This was the project I wanted to get launched to clear room for the full 350 E set.

I'm working on that now and hope to have it ready before Wonderfest. 

Way before if i have my way

thanks for you'alls indulgence


----------



## hal9001 (May 28, 2008)

Drool dripping on my laptop....

Two thumbs up to whom ever painted your sample! :thumbsup: :thumbsup:

HAL9001-


----------



## GSaum (May 26, 2005)

Do they still stick so much that they pull off the paint/primer underneath? This has been the primary criticism from many builders, including PaintingClinic and Trekworks. The problems they've run into with your product really makes me weary of making the purchase.


----------



## Lou Dalmaso (Jul 13, 2004)

Ah, the dreaded paint peel...

I've been producing these templates for close to 10 years now and while I won't say it never happens, I can tell you that in 90% of the time, it has been due to insufficient surface preparation. Either not washing the parts to remove mold release or not allowing sufficient time for the coats of paint to fully cure before moving on to the next step. (5% comes from rubbing down the vinyl too hard and the other 5% was actually a bad brand of vinyl that I will never use again).

If you are still concerned about the stickyness, take the piece of vinyl off the sheet and stick it down on your skin and peel it back up. The oils from your body will cut the advesive down.

I cannot speak to what Trekworks did or did not do (cuz I don't know, I never recieved any complaints from him directly) I _hear_ that he used the soap and water technique for placement. This works in the sign making biz, but I wouldn't recommend it for the models at all. When you do this, you need to rub the vinyl down very hard to remove bubbles and that is what is causing the vinyl to pull up underlying paint. a light touch has always been advised.

I hope this has addressed your concerns.

PS, Hal, that's my paintjob. I always make sure the templates work on my own builds and document those for the instructions


----------



## scifiguy67 (Jan 18, 2011)

GSaum said:


> Do they still stick so much that they pull off the paint/primer underneath? This has been the primary criticism from many builders, including PaintingClinic and Trekworks. The problems they've run into with your product really makes me weary of making the purchase.


I have been using them for years & never had that problem!


----------



## MattA (Jan 18, 2012)

Lou Dalmaso said:


> Ah, the dreaded paint peel...

● Task instructions: Please answer from the forum thread: what cause does Lou Dalmaso give for 90% of the paint peel cases?

● Records provided:
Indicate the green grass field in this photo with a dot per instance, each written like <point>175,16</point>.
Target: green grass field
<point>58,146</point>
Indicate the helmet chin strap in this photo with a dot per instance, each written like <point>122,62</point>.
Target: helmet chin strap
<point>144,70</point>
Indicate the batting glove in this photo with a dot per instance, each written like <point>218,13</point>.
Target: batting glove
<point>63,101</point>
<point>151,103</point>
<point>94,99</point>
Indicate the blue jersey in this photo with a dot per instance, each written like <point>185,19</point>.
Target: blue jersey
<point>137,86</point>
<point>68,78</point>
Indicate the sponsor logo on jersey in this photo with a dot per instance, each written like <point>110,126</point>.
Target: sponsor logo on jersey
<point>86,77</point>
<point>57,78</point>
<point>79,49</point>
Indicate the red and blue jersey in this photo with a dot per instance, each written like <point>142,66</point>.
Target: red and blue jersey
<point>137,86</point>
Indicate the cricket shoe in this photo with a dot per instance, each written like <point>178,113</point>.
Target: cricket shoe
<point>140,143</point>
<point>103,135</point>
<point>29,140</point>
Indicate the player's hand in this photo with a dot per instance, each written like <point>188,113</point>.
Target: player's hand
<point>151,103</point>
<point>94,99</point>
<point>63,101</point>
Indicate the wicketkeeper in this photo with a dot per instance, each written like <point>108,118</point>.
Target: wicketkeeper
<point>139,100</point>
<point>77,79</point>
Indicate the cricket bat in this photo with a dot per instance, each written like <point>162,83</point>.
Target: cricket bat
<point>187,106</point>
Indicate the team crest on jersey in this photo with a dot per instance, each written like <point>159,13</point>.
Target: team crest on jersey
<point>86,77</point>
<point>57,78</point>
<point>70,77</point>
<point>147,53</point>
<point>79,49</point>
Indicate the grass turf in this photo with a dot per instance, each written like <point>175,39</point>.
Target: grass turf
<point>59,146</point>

● Response to the task: Insufficient surface preparation.